• JOB 1
According to the text on migrating ClickHouse views to Tinybird, what do ClickHouse refreshable materialized views become in Tinybird?
• JOB 2
Please carry on the text on migrating ClickHouse views to Tinybird, starting right after its last line.

Tinybird implementation:

Target data source (datasources/user_metrics_hourly.datasource):

user_metrics_hourly.datasource
DESCRIPTION >
    Hourly aggregated user metrics with state functions

SCHEMA >
    `hour` DateTime,
    `user_id` UInt32,
    `event_count` AggregateFunction(count, UInt64),
    `unique_events` AggregateFunction(uniq, String)

ENGINE "AggregatingMergeTree"
ENGINE_PARTITION_KEY "toYYYYMM(hour)"
ENGINE_SORTING_KEY "hour, user_id"

Materialized view (materializations/user_metrics_hourly.pipe):

user_metrics_hourly.pipe
DESCRIPTION >
    Incremental materialization of user metrics

NODE hourly_aggregation
SQL >
    SELECT
        toStartOfHour(timestamp) AS hour,
        user_id,
        countState() AS event_count,
        uniqState(event_type) AS unique_events
    FROM user_events
    GROUP BY hour, user_id

TYPE MATERIALIZED
DATASOURCE user_metrics_hourly

Learn more about materialized views.

Refreshable Materialized Views → Copy Pipes

ClickHouse refreshable materialized views become Tinybird copy pipes with scheduling.

ClickHouse refreshable materialized view:

ClickHouse refreshable materialized view
CREATE MATERIALIZED VIEW daily_user_summary
REFRESH EVERY 1 HOUR
ENGINE = MergeTree()
ORDER BY (date, user_id)
AS SELECT
    toDate(timestamp) AS date,
    user_id,
    count() AS total_events,
    countDistinct(event_type) AS unique_event_types
FROM user_events
GROUP BY date, user_id;

Tinybird implementation:

Target Data Source (datasources/daily_user_summary.datasource):

daily_user_summary.datasource
DESCRIPTION >
    Daily user activity summary

SCHEMA >
    `date` Date,
    `user_id` UInt32,
    `total_events` UInt64,
    `unique_event_types` UInt64

ENGINE "MergeTree"
ENGINE_PARTITION_KEY "toYYYYMM(date)"
ENGINE_SORTING_KEY "date, user_id"

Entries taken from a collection
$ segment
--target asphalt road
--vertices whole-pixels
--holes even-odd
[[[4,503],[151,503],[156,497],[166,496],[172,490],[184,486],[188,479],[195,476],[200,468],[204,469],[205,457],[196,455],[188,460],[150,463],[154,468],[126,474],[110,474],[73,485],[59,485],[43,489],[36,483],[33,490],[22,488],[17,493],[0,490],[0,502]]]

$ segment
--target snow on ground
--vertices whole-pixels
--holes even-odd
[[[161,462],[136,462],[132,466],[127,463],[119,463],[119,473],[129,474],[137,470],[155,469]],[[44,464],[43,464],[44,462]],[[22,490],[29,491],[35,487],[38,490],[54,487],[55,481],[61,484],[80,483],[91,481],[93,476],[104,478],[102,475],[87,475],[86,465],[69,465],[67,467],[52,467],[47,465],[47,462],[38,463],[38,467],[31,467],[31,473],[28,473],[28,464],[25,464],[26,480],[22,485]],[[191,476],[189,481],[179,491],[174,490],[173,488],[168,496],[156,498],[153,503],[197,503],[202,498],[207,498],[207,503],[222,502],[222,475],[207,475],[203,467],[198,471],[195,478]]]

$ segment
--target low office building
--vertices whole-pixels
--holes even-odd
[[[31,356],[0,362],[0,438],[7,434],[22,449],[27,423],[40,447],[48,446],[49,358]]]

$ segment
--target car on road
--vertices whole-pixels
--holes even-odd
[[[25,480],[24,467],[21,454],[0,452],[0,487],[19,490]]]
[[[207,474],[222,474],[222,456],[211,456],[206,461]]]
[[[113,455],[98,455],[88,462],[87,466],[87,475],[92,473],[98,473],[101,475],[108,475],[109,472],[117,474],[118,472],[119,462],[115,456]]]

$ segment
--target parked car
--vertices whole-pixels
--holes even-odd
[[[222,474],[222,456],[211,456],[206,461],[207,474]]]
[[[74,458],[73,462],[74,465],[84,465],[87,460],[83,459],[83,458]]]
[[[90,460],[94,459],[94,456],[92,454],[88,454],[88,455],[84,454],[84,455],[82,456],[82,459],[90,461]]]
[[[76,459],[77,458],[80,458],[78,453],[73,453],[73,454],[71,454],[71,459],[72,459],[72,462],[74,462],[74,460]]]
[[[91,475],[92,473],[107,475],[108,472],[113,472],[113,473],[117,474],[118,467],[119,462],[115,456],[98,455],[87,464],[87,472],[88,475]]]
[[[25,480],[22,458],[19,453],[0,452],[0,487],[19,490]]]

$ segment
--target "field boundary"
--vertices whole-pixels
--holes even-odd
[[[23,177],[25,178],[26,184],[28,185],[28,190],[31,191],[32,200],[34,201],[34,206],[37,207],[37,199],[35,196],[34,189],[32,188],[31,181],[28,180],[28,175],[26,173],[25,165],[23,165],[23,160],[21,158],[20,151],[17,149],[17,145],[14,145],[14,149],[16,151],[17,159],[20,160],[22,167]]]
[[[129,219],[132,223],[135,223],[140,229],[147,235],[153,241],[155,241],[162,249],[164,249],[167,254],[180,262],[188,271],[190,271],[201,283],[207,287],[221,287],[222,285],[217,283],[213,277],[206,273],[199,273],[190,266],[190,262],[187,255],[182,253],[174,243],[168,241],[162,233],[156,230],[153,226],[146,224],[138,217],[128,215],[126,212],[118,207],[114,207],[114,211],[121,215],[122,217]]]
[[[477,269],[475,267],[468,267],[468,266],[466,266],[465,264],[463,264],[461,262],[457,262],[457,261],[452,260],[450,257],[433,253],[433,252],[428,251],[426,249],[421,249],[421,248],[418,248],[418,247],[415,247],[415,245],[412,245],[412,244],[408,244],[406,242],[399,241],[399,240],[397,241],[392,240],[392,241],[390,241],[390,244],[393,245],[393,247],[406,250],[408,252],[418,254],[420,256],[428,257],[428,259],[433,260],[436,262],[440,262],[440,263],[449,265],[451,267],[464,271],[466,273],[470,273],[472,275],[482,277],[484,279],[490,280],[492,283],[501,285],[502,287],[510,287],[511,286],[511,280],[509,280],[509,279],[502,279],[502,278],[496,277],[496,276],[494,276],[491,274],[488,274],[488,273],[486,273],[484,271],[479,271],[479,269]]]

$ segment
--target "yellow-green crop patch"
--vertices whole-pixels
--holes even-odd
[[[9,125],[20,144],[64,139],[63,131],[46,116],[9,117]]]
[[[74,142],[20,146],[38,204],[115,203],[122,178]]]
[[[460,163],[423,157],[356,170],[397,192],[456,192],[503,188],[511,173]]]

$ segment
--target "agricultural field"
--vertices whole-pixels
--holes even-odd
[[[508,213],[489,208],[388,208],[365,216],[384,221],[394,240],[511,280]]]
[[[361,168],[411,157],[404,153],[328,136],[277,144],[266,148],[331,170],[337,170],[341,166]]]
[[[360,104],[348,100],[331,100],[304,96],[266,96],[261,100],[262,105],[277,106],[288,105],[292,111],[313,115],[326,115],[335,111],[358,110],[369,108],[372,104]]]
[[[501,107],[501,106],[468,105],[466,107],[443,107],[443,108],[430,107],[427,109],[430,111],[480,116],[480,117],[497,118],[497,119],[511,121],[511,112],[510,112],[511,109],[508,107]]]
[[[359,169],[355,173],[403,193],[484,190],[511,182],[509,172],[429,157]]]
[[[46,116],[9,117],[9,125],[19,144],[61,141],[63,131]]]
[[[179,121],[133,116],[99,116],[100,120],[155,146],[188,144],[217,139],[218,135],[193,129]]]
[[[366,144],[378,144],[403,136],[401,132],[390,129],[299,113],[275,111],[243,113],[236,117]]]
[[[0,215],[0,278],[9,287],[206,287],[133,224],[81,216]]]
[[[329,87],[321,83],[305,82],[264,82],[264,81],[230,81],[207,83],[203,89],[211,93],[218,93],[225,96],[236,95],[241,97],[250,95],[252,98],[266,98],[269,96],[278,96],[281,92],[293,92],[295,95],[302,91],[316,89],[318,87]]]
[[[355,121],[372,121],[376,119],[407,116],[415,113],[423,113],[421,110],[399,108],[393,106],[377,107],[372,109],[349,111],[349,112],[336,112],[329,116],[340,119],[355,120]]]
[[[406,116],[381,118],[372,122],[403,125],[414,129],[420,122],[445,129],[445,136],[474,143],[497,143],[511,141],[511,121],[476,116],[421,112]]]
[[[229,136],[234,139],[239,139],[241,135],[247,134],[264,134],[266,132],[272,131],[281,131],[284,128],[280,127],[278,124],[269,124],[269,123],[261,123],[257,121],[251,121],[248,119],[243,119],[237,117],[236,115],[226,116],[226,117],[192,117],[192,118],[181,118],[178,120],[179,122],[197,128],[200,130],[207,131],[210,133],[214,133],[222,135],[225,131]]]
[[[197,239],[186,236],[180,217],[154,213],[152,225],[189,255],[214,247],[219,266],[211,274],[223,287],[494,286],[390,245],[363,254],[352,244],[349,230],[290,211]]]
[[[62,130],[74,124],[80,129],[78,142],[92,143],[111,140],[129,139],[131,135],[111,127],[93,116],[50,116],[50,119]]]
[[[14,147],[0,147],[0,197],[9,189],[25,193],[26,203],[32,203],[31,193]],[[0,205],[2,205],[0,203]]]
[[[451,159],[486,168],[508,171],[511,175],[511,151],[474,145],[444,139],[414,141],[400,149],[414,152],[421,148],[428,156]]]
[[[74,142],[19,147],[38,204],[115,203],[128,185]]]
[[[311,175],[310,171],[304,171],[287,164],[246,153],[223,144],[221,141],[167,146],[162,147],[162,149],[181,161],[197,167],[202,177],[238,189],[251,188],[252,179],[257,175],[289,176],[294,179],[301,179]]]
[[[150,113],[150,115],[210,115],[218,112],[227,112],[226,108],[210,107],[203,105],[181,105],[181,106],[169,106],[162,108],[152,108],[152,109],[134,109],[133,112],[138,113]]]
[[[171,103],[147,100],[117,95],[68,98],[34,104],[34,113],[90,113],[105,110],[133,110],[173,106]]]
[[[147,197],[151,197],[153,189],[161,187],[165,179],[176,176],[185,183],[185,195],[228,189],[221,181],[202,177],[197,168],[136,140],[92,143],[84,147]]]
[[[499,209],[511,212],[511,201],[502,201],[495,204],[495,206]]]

• FINAL ANSWER 1
They become Tinybird copy pipes with scheduling.

• FINAL ANSWER 2
Copy Pipe (copies/daily_user_summary.pipe):

daily_user_summary.pipe
DESCRIPTION >
    Hourly copy job for daily user summaries

NODE daily_aggregation
SQL >
    SELECT
        toDate(timestamp) AS date,
        user_id,
        count() AS total_events,
        countDistinct(event_type) AS unique_event_types
    FROM user_events
    GROUP BY date, user_id

TYPE COPY
TARGET_DATASOURCE daily_user_summary
COPY_SCHEDULE "0 * * * *"  -- Every hour

Learn more about copy pipes.

Schema evolution

Evolving your schema in Tinybird is handled through deployments. Edit your .datasource or .pipe files and deploy changes:

# Validate changes before deploying
tb deploy --check

# Deploy changes
tb deploy

Tinybird automatically handles backfills and schema migrations based on your changes.

Learn more about Schema Evolution and Deployments.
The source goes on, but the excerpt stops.